Required task
Copy the items from the very start through the line containing "122], [141, 121]]", changing "flower sepal" to "flower petal" and leaving the rest untouched.

─── Given data

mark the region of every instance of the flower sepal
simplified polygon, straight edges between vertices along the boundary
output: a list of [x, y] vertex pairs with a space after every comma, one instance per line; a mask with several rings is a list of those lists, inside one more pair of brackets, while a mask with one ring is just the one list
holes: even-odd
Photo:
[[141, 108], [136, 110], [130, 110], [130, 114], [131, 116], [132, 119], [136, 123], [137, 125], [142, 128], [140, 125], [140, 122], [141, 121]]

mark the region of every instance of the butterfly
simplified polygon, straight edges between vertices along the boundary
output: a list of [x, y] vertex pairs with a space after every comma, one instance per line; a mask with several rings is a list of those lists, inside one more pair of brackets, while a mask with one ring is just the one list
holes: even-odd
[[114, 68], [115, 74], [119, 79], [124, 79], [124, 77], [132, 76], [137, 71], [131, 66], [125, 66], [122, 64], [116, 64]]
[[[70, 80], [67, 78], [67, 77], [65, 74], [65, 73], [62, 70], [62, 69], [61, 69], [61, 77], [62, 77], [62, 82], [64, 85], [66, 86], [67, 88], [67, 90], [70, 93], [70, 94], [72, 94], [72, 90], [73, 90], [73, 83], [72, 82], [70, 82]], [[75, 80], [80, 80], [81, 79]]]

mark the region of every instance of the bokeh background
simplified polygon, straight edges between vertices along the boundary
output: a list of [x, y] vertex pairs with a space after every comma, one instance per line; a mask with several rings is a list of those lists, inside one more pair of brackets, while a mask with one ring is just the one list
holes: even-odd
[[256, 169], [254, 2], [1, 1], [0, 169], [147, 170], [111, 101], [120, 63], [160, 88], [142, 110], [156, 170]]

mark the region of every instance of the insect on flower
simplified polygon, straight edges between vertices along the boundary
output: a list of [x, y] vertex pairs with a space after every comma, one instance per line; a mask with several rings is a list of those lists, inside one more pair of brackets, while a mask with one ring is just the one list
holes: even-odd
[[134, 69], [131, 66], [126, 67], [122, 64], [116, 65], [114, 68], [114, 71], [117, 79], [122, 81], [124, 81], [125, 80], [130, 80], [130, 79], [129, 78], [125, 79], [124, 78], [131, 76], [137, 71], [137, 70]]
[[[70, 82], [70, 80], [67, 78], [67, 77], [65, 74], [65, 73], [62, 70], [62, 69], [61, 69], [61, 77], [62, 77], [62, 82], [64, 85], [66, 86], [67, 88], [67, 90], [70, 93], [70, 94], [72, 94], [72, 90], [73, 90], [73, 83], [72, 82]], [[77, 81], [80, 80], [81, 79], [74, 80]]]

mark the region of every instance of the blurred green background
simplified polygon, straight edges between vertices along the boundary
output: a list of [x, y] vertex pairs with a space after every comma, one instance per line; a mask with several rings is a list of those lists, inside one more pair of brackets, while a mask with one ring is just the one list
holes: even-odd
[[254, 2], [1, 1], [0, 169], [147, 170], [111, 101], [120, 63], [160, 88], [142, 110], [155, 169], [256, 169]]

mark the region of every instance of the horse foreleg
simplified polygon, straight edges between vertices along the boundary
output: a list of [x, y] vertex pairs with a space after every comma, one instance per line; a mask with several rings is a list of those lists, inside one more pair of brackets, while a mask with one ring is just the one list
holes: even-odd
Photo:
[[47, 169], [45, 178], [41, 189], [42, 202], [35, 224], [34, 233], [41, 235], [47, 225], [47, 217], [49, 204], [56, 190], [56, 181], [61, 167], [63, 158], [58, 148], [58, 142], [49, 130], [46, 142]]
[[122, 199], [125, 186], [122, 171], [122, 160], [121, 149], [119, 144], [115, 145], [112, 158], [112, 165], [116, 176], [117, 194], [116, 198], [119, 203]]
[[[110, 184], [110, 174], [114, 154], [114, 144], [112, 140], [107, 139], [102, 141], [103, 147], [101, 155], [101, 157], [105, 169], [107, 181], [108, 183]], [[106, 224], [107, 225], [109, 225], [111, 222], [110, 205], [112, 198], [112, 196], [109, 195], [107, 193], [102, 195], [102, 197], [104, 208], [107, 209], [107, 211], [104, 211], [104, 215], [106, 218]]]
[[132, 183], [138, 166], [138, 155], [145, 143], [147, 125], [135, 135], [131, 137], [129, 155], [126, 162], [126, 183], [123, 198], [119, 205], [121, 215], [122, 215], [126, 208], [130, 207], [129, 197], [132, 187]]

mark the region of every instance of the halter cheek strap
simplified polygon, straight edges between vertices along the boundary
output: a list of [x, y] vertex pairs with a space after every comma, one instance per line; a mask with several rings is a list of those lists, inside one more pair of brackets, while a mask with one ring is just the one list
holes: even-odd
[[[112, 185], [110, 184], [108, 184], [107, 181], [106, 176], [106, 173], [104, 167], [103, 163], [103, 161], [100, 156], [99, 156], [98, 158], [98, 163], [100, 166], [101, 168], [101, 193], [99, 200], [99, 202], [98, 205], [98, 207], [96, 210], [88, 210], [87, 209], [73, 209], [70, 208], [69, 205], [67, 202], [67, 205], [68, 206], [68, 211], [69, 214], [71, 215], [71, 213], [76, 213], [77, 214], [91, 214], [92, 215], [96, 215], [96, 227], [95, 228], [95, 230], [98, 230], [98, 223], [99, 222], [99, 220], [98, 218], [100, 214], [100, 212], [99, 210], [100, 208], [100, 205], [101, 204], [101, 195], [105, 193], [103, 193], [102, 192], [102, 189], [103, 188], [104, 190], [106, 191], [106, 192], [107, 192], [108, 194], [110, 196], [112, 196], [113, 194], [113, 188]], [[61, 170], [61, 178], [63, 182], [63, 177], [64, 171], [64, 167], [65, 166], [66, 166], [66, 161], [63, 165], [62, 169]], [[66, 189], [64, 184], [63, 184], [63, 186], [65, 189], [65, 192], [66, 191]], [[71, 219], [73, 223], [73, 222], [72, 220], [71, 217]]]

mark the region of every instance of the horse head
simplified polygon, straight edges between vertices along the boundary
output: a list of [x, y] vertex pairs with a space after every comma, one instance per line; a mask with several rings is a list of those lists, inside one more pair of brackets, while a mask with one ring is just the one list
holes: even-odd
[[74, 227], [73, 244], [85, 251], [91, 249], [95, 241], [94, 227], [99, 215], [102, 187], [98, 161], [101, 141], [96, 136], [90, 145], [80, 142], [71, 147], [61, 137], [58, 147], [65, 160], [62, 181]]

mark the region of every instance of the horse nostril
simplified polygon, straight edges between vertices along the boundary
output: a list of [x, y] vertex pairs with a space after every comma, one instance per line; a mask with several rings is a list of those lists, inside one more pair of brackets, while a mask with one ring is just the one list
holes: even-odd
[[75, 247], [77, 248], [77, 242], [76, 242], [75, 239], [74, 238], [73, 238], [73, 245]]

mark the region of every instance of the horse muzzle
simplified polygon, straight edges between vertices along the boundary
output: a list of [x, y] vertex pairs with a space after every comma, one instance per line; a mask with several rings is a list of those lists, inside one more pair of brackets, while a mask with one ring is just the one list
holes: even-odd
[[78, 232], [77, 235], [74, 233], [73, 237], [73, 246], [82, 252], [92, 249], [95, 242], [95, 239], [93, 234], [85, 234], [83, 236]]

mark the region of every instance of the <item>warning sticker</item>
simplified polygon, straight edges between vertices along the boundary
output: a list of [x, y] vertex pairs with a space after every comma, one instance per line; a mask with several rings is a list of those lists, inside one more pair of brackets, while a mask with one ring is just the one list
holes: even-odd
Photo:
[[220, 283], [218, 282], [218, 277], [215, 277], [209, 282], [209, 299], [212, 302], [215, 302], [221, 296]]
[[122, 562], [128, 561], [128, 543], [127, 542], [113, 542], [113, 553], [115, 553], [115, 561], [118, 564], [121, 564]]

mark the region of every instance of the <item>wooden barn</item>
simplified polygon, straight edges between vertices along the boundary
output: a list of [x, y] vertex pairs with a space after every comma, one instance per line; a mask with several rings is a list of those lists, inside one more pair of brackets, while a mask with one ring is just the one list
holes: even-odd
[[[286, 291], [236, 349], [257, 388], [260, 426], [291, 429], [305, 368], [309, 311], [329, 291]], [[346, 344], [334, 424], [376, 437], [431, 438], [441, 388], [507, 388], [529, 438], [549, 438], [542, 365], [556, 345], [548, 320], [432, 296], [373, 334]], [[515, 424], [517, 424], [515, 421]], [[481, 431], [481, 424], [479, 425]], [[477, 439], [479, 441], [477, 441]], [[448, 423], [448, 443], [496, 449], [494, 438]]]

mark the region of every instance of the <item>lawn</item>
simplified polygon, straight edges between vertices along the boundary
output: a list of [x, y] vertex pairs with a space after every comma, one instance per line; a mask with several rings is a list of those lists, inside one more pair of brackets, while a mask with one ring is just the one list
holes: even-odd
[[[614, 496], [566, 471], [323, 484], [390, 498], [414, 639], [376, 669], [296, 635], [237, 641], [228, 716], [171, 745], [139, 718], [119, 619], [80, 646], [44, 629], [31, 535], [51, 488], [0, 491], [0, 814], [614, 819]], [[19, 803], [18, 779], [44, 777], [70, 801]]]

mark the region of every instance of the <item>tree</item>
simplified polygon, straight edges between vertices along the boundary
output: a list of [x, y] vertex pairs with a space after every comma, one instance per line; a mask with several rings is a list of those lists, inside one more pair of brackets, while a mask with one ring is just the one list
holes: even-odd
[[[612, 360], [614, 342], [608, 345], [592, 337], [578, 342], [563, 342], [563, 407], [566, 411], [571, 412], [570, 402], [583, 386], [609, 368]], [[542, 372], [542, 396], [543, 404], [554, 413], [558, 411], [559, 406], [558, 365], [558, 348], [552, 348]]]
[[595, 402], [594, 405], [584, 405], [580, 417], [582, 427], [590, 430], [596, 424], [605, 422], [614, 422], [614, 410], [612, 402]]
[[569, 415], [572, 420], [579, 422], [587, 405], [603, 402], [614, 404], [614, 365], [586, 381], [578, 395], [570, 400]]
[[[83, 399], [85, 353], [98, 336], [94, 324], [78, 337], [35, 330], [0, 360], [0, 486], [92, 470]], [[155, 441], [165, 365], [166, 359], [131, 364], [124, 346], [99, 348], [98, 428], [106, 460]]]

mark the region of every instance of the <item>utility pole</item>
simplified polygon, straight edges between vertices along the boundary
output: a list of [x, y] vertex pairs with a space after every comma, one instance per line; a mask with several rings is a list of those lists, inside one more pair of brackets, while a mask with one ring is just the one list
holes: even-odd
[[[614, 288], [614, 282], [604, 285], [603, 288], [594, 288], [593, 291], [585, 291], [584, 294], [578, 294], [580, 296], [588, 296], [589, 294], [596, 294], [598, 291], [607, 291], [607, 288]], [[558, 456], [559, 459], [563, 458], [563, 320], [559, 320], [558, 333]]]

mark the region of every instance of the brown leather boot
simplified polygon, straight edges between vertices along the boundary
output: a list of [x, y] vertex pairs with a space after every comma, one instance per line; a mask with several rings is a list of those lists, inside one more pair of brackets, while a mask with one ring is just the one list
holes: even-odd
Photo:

──────

Answer below
mark the region of every instance of the flower petal
simplified polygon, straight edges between vertices along the boundary
output: a list of [x, y] vertex pairs with a space after every comma, one instance per line; a mask with several rings is a list of those lists, inside one more pair of brackets, while a mask with one ring is just the one list
holes: even-odd
Photo:
[[141, 108], [136, 110], [130, 110], [130, 114], [131, 116], [132, 119], [136, 123], [137, 125], [142, 128], [140, 125], [140, 122], [141, 121]]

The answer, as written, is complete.